▶ Description of the task
Locate the line that contains "One marker per instance of the shirtless" in the entries below, then repeat it and every following line through the line that contains "One marker per instance of the mountain peak", exactly, and no others.

Start of Given records

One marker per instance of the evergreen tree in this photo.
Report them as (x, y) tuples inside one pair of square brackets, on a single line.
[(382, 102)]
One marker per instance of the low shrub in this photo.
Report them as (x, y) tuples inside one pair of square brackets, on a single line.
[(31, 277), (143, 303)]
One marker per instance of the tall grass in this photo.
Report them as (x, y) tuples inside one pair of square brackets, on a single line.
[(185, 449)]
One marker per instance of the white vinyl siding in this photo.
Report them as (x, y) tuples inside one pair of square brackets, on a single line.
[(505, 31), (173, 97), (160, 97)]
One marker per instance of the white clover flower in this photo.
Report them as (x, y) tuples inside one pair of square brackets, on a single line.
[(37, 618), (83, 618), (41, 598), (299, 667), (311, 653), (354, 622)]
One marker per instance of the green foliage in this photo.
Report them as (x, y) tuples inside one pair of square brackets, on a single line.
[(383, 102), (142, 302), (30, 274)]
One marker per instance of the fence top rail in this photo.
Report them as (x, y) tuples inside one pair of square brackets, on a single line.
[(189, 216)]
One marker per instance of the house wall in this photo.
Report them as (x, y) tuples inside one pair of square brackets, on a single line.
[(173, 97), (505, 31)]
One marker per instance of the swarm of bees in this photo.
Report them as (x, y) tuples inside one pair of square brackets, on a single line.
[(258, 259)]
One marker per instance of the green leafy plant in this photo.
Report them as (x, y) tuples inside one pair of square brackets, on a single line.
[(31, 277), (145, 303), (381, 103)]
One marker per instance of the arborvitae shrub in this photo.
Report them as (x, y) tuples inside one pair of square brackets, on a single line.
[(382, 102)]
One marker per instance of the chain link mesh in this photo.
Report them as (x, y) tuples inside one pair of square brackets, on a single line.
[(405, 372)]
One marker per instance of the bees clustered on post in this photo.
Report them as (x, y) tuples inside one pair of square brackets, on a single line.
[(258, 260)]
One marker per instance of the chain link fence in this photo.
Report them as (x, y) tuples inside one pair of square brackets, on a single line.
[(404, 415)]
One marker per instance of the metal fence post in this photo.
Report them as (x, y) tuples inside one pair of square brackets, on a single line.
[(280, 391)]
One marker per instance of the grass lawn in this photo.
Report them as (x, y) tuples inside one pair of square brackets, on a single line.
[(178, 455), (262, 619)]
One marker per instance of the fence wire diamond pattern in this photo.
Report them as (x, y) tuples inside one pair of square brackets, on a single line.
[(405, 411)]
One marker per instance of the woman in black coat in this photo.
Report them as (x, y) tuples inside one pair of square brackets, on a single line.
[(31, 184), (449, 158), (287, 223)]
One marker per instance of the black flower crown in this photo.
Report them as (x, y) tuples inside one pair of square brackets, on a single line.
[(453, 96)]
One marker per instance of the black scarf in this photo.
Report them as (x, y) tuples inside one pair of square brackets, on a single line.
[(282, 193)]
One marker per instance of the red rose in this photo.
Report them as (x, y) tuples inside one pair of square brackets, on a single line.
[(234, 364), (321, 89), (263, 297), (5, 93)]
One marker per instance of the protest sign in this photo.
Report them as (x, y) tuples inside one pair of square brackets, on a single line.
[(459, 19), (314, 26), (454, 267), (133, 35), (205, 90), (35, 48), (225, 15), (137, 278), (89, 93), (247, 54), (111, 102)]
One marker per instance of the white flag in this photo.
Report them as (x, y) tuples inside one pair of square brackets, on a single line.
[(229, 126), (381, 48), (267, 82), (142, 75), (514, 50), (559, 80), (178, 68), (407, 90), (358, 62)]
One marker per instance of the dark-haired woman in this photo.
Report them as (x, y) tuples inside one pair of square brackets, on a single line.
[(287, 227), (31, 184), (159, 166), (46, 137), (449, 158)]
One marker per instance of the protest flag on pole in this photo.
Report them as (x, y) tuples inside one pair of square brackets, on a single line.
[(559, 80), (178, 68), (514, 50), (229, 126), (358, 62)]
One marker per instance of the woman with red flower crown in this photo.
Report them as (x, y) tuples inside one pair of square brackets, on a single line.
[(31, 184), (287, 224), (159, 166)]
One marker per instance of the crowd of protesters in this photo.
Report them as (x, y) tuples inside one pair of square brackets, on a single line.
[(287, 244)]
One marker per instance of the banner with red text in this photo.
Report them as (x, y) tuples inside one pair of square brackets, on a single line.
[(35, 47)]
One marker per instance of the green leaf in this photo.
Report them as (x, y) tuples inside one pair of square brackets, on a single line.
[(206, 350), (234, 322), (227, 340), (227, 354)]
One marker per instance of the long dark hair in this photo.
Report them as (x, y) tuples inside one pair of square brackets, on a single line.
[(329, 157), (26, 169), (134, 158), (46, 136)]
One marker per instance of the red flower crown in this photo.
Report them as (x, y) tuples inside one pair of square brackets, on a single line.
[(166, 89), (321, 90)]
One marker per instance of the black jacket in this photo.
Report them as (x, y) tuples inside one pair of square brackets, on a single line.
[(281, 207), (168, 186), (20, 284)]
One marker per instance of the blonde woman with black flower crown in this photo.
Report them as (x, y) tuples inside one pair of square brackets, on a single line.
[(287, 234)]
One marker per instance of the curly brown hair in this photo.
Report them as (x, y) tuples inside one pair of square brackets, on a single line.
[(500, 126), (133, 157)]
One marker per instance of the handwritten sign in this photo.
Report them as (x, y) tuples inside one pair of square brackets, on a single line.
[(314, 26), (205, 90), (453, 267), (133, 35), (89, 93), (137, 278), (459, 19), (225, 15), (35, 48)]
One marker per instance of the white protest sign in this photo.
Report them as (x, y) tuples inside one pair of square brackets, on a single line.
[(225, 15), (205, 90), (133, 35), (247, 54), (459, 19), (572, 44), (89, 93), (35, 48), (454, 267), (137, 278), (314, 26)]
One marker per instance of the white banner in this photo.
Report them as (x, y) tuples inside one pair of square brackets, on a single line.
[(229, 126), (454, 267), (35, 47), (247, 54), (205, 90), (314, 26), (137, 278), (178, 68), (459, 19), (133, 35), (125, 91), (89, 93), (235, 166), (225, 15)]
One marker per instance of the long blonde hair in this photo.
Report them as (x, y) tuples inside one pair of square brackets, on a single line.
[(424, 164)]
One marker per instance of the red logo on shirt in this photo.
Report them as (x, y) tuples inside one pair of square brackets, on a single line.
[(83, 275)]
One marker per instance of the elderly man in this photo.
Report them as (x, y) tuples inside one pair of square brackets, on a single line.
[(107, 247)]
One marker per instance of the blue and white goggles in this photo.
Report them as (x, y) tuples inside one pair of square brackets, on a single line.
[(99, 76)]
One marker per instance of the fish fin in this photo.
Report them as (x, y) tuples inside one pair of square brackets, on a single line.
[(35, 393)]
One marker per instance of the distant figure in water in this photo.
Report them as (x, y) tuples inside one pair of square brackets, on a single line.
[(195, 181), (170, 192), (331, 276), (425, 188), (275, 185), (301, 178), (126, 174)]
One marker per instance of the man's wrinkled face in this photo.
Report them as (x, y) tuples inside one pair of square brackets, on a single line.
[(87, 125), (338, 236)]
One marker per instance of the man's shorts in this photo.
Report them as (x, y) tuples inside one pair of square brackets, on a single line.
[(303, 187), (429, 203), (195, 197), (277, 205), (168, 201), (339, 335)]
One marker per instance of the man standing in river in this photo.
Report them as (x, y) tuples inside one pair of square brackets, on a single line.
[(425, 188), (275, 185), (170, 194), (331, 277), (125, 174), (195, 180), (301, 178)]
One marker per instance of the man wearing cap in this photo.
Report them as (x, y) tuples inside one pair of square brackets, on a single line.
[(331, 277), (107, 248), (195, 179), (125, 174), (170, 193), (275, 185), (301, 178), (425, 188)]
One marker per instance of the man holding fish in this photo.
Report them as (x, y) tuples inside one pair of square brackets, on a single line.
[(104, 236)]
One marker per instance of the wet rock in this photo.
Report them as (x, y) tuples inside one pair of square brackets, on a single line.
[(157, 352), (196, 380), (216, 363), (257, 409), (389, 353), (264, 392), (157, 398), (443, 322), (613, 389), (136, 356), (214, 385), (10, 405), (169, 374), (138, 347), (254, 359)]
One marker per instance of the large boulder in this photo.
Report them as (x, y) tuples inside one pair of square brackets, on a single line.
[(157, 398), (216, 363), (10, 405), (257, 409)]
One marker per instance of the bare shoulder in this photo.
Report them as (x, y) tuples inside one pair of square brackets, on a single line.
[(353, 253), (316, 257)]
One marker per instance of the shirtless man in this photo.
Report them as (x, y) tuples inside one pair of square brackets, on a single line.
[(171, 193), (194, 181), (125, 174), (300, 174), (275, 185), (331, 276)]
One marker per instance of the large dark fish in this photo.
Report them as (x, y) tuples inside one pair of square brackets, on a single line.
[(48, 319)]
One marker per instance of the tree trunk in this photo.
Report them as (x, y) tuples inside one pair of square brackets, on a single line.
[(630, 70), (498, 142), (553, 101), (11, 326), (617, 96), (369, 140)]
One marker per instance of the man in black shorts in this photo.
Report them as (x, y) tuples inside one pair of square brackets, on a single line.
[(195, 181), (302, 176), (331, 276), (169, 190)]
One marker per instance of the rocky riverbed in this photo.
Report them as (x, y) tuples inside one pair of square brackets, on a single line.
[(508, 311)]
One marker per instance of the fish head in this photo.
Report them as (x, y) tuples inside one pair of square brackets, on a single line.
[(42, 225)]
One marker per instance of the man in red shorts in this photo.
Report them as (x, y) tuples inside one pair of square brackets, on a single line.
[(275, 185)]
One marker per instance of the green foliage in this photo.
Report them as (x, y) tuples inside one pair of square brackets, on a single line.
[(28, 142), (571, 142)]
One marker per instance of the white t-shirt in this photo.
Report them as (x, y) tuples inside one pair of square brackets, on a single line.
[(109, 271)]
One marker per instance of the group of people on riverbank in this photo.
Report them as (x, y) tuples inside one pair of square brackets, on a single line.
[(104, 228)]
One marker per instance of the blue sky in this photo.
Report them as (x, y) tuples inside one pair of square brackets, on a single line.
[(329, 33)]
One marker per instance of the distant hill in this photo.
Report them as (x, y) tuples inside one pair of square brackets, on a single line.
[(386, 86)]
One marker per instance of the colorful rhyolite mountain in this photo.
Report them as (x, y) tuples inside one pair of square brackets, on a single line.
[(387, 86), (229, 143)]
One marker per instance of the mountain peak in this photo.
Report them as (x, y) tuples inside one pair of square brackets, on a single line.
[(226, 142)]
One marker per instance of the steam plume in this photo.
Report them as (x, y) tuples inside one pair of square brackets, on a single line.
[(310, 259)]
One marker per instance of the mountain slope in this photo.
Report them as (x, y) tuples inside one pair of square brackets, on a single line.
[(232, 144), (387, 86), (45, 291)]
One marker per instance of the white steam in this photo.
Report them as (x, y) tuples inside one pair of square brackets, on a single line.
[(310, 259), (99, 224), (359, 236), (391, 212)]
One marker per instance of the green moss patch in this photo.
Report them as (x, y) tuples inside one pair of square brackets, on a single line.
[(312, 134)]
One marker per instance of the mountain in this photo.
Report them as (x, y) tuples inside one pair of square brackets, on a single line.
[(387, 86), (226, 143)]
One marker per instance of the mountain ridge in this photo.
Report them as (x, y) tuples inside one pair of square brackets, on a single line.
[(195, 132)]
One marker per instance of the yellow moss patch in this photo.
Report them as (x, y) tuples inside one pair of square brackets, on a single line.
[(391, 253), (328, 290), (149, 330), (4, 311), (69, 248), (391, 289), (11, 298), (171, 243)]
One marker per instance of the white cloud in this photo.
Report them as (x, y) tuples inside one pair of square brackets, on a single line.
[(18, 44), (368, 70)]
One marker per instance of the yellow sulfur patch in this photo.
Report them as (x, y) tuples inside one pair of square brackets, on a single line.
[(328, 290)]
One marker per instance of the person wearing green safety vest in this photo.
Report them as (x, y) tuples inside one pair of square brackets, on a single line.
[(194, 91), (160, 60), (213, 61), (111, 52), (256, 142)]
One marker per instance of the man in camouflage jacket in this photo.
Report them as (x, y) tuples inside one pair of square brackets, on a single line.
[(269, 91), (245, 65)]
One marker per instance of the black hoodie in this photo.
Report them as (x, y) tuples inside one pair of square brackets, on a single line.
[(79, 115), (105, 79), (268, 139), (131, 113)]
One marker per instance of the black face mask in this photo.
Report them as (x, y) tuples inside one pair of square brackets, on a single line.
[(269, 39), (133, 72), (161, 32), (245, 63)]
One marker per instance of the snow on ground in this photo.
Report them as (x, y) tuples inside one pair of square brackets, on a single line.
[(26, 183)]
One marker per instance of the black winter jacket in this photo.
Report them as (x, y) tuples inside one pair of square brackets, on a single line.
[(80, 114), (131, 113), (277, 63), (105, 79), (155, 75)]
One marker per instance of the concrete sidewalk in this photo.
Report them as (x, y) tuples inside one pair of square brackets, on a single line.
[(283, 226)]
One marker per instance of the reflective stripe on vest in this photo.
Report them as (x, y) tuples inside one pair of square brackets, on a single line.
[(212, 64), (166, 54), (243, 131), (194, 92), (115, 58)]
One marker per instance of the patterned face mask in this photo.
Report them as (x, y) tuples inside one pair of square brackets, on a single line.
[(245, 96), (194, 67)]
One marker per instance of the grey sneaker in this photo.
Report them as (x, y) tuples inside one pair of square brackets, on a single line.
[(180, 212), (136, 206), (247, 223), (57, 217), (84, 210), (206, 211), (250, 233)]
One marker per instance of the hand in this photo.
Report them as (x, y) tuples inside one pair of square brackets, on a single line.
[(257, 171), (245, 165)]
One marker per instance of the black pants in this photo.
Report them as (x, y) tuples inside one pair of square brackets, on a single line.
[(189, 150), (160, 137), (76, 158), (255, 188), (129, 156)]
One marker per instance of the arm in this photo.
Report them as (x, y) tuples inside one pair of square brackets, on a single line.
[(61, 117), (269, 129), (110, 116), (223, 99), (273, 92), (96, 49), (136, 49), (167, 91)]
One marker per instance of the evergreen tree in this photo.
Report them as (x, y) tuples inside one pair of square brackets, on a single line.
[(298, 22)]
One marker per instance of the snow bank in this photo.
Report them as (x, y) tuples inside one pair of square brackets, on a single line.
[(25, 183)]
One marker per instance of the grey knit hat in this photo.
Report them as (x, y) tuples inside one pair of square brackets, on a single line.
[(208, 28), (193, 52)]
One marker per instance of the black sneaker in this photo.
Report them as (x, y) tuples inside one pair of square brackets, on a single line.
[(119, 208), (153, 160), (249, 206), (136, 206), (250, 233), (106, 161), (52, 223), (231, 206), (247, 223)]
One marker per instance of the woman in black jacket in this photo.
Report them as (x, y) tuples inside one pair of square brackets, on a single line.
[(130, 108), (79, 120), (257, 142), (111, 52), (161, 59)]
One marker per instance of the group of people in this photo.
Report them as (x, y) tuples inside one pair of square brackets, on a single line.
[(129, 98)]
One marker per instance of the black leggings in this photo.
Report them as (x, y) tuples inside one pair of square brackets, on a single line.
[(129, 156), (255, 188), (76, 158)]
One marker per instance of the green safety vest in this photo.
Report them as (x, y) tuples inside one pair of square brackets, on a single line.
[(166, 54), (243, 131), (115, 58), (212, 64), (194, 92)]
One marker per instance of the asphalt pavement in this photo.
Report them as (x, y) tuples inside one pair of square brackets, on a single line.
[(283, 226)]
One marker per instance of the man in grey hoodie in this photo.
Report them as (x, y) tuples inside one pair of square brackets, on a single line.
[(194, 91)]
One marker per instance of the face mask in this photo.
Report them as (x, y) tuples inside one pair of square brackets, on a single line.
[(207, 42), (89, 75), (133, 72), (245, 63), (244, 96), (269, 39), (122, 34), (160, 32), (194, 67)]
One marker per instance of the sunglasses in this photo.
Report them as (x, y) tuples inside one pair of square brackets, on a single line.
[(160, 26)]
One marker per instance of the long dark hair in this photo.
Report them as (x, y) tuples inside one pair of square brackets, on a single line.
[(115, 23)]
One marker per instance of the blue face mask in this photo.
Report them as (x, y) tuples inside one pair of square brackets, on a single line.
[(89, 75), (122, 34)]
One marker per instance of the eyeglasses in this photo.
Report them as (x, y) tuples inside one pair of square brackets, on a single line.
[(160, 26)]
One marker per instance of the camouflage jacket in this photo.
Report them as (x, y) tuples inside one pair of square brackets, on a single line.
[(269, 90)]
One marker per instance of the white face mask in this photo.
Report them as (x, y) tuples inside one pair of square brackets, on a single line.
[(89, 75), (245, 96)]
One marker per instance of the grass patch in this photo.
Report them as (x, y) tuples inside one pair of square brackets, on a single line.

End of Given records

▶ Response to the exercise
One marker per instance of the shirtless man in this photo.
Report them as (x, y) tuples inside one pair of square brackets, on a single line.
[(171, 193), (194, 181), (125, 174), (300, 174), (275, 185), (331, 276)]
One marker per instance of the large dark fish in this photo.
Report them as (x, y) tuples inside one pair of square brackets, on a single line.
[(48, 319)]
One marker per instance of the tree trunk in this photo.
Report them as (x, y) tuples inside one pair of square brackets, on a single line.
[(630, 70), (498, 142), (553, 101), (11, 326), (617, 96), (369, 140)]
One marker per instance of the man in black shorts in this photo.
Report them as (x, y) tuples inside one pair of square brackets, on a single line.
[(195, 181), (302, 176), (331, 276), (169, 190)]
One marker per instance of the rocky riverbed in this photo.
Report them as (x, y) tuples inside one pair of square brackets, on a single line.
[(508, 311)]
One marker per instance of the fish head in this photo.
Report them as (x, y) tuples inside one pair of square brackets, on a single line.
[(42, 225)]
One marker per instance of the man in red shorts in this photo.
Report them as (x, y) tuples inside one pair of square brackets, on a single line.
[(275, 185)]
One marker per instance of the green foliage in this photo.
Report them as (x, y) tuples inside one pair of square brackets, on a single line.
[(28, 142), (571, 142)]
One marker per instance of the white t-shirt in this photo.
Report them as (x, y) tuples inside one pair of square brackets, on a single line.
[(109, 271)]
One marker per instance of the group of people on riverbank in this photo.
Report them as (x, y) tuples inside one pair of square brackets, on a single line.
[(104, 228)]
One marker per instance of the blue sky in this photo.
Report them as (x, y) tuples inside one pair of square brackets, on a single line.
[(329, 33)]
One marker per instance of the distant hill in this photo.
Report them as (x, y) tuples inside one pair of square brackets, on a single line.
[(386, 86)]
One marker per instance of the colorful rhyolite mountain in this photo.
Report them as (x, y) tuples inside one pair of square brackets, on a single line.
[(387, 86), (229, 143)]
One marker per instance of the mountain peak in this photo.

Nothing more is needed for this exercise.